### Provided entries ###

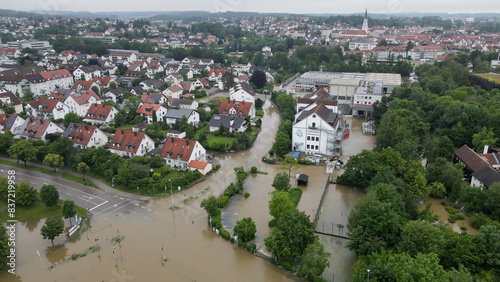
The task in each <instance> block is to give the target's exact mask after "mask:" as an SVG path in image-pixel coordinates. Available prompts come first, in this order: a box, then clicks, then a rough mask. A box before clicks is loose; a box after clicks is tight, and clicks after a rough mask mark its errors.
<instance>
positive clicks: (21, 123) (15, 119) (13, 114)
mask: <svg viewBox="0 0 500 282" xmlns="http://www.w3.org/2000/svg"><path fill="white" fill-rule="evenodd" d="M24 122H25V119H23V118H22V117H20V116H18V115H15V114H13V115H9V114H0V130H1V131H0V133H5V131H10V132H12V134H16V132H18V131H19V128H21V126H22V125H23V124H24Z"/></svg>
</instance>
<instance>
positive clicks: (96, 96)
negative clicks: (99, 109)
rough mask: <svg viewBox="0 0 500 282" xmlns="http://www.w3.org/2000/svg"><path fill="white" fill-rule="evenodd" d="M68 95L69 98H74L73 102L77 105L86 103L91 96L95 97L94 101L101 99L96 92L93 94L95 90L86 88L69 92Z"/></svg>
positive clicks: (82, 104) (98, 100) (94, 102)
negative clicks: (74, 102)
mask: <svg viewBox="0 0 500 282" xmlns="http://www.w3.org/2000/svg"><path fill="white" fill-rule="evenodd" d="M69 96H70V97H71V98H73V100H75V102H76V103H77V104H78V105H85V104H88V103H89V101H90V99H91V98H92V97H94V98H95V101H101V97H99V96H98V95H97V94H95V92H94V91H93V90H86V91H82V92H79V93H74V94H71V95H69ZM93 103H95V102H93Z"/></svg>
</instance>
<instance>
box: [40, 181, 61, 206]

###

Without the pictures, return all the entries above exactly as they stand.

The task in each <instance> block is to give the target's exact mask after "mask:" as an SVG path in image-pixel coordinates. Available prompts come first, in this order: a box, then clicks, then a rough mask. A box before clicks is loose; a box after clicks is tight, and clicks after a rough mask mark its errors.
<instance>
positive clicks: (21, 123) (15, 119) (13, 114)
mask: <svg viewBox="0 0 500 282" xmlns="http://www.w3.org/2000/svg"><path fill="white" fill-rule="evenodd" d="M24 122H25V119H23V118H22V117H20V116H18V115H15V114H13V115H9V114H0V130H1V131H0V133H5V131H10V132H12V134H16V132H18V131H19V128H21V126H22V125H23V124H24Z"/></svg>
</instance>
<instance>
positive clicks: (96, 96)
negative clicks: (99, 109)
rough mask: <svg viewBox="0 0 500 282" xmlns="http://www.w3.org/2000/svg"><path fill="white" fill-rule="evenodd" d="M68 95L69 98H74L73 102L77 105L86 103L91 96L95 97L94 101L101 99L96 92L93 94L95 90L86 88L69 92Z"/></svg>
positive clicks: (82, 104) (98, 100) (94, 102)
negative clicks: (74, 102)
mask: <svg viewBox="0 0 500 282" xmlns="http://www.w3.org/2000/svg"><path fill="white" fill-rule="evenodd" d="M69 96H70V97H71V98H73V100H75V102H76V103H77V104H78V105H85V104H88V103H89V101H90V99H91V98H92V97H94V98H95V101H101V97H99V96H98V95H97V94H95V92H94V91H93V90H86V91H82V92H79V93H74V94H71V95H69ZM93 103H95V102H93Z"/></svg>
</instance>
<instance>
box: [40, 181, 61, 206]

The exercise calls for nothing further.